WHAT THE EXERCISE ASKS = Reproduce exactly the lines from the line containing "Segment the grass patch." through the end of the records below, including both ends, and nothing else.
[[ EXERCISE INPUTS open ]]
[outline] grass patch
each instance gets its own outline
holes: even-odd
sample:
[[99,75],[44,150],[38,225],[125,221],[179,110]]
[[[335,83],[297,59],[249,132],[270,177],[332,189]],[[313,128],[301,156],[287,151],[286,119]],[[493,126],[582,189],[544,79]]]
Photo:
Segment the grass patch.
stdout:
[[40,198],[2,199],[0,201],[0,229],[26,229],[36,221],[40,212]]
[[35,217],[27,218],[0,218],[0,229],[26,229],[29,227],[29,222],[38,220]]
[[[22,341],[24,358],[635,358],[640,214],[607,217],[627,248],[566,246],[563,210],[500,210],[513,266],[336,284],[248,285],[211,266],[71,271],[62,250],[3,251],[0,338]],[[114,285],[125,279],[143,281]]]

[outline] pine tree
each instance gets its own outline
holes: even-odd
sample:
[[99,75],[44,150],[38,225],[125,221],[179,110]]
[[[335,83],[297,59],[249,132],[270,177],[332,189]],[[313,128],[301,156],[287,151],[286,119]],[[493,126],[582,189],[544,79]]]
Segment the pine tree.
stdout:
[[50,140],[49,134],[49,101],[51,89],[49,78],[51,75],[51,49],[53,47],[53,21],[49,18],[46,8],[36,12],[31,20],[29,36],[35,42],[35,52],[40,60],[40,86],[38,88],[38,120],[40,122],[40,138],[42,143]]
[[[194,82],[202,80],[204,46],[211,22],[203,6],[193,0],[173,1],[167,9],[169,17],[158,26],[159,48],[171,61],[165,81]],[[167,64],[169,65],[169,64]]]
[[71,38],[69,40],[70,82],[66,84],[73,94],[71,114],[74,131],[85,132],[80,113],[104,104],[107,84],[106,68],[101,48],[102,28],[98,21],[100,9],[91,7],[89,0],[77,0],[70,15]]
[[ EXERCISE INPUTS closed ]]
REPLY TO THE EXERCISE =
Segment the grass patch.
stdout:
[[40,198],[2,199],[0,201],[0,229],[26,229],[36,221],[40,212]]
[[35,217],[27,218],[0,218],[0,229],[26,229],[29,227],[29,222],[38,220]]
[[[22,341],[24,358],[635,358],[640,214],[607,217],[627,248],[566,246],[563,210],[500,210],[513,266],[336,284],[248,285],[211,266],[71,271],[62,250],[3,251],[0,338]],[[114,285],[125,279],[143,281]]]

[outline] pine tree
each instance gets its own outline
holes: even-odd
sample:
[[99,75],[44,150],[38,225],[125,221],[179,110]]
[[[335,83],[297,59],[249,132],[270,177],[332,189]],[[313,128],[301,156],[287,151],[286,119]],[[493,126],[582,189],[544,79]]]
Segment the pine tree.
stdout:
[[50,140],[49,134],[49,101],[51,89],[49,78],[51,75],[51,49],[53,47],[53,21],[49,18],[46,8],[36,12],[31,20],[29,36],[35,42],[35,52],[40,60],[40,86],[38,88],[38,120],[40,122],[40,138],[42,143]]
[[[194,82],[202,80],[204,46],[211,22],[203,6],[193,0],[173,1],[167,9],[169,17],[158,26],[159,48],[171,61],[165,81]],[[167,64],[169,65],[169,64]]]
[[71,38],[69,40],[70,82],[66,84],[73,94],[71,114],[74,131],[85,132],[80,113],[104,104],[107,84],[106,68],[101,48],[102,28],[98,21],[100,9],[91,7],[89,0],[77,0],[70,15]]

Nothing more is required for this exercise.